◆ **Work item**
Restate the records that follow. Every word must match.

[Collected data]
==============================

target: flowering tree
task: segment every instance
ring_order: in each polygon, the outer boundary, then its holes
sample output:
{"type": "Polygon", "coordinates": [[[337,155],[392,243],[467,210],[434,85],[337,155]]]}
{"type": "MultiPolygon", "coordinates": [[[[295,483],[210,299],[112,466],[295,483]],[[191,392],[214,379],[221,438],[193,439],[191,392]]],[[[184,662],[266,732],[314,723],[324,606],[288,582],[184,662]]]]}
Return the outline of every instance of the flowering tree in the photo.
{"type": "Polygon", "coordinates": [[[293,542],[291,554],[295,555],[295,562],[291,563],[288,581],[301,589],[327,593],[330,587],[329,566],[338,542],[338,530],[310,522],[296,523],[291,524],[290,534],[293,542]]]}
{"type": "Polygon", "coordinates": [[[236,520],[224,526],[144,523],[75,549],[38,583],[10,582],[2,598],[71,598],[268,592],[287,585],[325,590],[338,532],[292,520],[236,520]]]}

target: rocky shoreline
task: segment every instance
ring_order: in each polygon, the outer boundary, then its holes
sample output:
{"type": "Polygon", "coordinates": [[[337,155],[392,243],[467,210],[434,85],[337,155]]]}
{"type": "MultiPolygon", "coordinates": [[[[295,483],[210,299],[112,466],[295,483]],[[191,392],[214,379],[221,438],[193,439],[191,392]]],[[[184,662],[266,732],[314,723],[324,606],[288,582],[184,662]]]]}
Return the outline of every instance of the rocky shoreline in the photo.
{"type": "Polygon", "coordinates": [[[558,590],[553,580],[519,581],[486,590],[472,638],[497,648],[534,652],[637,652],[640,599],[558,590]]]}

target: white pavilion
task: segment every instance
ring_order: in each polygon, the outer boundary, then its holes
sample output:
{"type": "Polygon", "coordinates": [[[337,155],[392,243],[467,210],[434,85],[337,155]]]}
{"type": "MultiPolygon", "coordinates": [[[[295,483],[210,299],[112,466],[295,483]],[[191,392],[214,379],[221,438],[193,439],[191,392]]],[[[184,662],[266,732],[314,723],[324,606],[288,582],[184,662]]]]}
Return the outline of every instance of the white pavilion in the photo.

==============================

◆ **Solution for this task**
target: flowering tree
task: segment every instance
ring_order: in each polygon, the outer boundary, then its holes
sample output:
{"type": "Polygon", "coordinates": [[[337,155],[392,243],[467,210],[434,85],[337,155]]]}
{"type": "MultiPolygon", "coordinates": [[[[295,483],[210,299],[112,466],[295,483]],[[191,392],[214,379],[221,438],[193,439],[191,392]]],[[[184,662],[266,732],[314,723],[324,606],[288,582],[184,662]]]]}
Return the outline of every instance of the flowering tree in the photo.
{"type": "Polygon", "coordinates": [[[293,542],[291,554],[295,555],[295,562],[291,563],[288,581],[301,589],[327,593],[330,587],[329,566],[338,542],[338,530],[310,522],[296,523],[291,524],[290,534],[293,542]]]}
{"type": "Polygon", "coordinates": [[[236,520],[224,526],[144,523],[75,549],[38,583],[10,582],[2,598],[71,598],[268,592],[287,585],[325,590],[338,532],[292,520],[236,520]]]}

target: rocky shoreline
task: segment every instance
ring_order: in each polygon, the outer boundary, then its holes
sample output:
{"type": "Polygon", "coordinates": [[[337,155],[392,243],[467,210],[434,85],[337,155]]]}
{"type": "MultiPolygon", "coordinates": [[[[295,483],[210,299],[112,466],[295,483]],[[191,392],[214,379],[221,438],[193,439],[191,392]]],[[[184,662],[266,732],[314,723],[324,606],[288,582],[184,662]]]]}
Return the outline of every instance of the rocky shoreline in the photo.
{"type": "Polygon", "coordinates": [[[558,590],[553,580],[519,581],[486,590],[472,638],[497,648],[534,652],[637,652],[640,599],[558,590]]]}

target: white pavilion
task: segment every instance
ring_order: in each polygon, the outer boundary, then its holes
sample output:
{"type": "Polygon", "coordinates": [[[337,155],[392,243],[467,210],[434,85],[337,155]]]}
{"type": "MultiPolygon", "coordinates": [[[[295,483],[210,299],[112,466],[295,483]],[[191,392],[214,379],[221,438],[193,439],[191,392]]],[[[184,662],[266,732],[314,723],[324,606],[288,582],[184,662]]]]}
Return the outline of every instance of the white pavilion in the photo.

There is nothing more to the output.